====== Data entries

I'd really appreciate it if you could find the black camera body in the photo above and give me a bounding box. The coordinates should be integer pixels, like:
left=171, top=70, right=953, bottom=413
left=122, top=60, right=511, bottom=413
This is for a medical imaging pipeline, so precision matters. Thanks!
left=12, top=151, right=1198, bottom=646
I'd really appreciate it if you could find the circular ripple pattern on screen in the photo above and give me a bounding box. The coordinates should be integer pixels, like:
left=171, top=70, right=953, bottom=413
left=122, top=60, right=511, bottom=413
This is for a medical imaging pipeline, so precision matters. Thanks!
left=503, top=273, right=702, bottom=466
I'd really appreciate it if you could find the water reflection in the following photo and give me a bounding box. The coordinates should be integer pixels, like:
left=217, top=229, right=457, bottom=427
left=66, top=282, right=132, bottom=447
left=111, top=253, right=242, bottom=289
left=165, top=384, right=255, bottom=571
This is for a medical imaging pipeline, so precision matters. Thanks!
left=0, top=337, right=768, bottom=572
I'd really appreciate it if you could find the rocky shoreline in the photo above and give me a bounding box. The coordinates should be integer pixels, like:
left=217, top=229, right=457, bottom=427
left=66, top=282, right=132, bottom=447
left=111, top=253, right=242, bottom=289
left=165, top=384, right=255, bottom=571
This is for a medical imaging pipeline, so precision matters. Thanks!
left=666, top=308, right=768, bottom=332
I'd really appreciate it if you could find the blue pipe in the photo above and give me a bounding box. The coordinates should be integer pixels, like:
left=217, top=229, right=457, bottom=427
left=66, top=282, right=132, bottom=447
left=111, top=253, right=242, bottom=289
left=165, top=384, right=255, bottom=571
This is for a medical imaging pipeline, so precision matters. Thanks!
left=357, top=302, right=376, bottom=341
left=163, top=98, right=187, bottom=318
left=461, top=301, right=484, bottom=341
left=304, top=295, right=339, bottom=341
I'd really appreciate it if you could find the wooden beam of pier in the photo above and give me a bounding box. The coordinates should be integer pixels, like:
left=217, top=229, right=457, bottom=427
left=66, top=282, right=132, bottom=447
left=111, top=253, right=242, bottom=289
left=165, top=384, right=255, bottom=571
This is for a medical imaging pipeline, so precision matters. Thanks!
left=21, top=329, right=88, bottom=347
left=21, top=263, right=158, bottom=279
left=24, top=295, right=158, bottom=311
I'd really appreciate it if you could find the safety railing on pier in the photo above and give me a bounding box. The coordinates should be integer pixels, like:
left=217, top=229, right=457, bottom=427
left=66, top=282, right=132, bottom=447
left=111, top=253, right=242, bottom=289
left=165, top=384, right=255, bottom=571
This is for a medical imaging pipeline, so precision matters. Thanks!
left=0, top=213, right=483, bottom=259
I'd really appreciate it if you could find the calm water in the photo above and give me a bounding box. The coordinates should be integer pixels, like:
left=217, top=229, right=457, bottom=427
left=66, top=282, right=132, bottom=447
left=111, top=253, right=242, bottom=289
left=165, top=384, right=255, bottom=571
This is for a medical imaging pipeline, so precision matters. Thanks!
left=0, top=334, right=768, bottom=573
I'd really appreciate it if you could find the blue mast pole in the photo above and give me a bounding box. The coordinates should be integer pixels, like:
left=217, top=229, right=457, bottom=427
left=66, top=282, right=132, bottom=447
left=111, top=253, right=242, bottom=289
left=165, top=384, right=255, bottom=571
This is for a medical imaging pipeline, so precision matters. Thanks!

============

Your goal> Copy the items verbatim, starting at the line containing "I'd really appreciate it if you could find the blue mast" and continuing through the last line of the items.

Solution for this exercise>
I'd really appreciate it if you could find the blue mast pole in the photo above and give me a bounding box. The coordinates should be integer pixels, like:
left=217, top=229, right=457, bottom=427
left=66, top=282, right=132, bottom=447
left=111, top=253, right=242, bottom=289
left=165, top=384, right=255, bottom=571
This is for a medical imaging pipeline, so precision matters. Thanks!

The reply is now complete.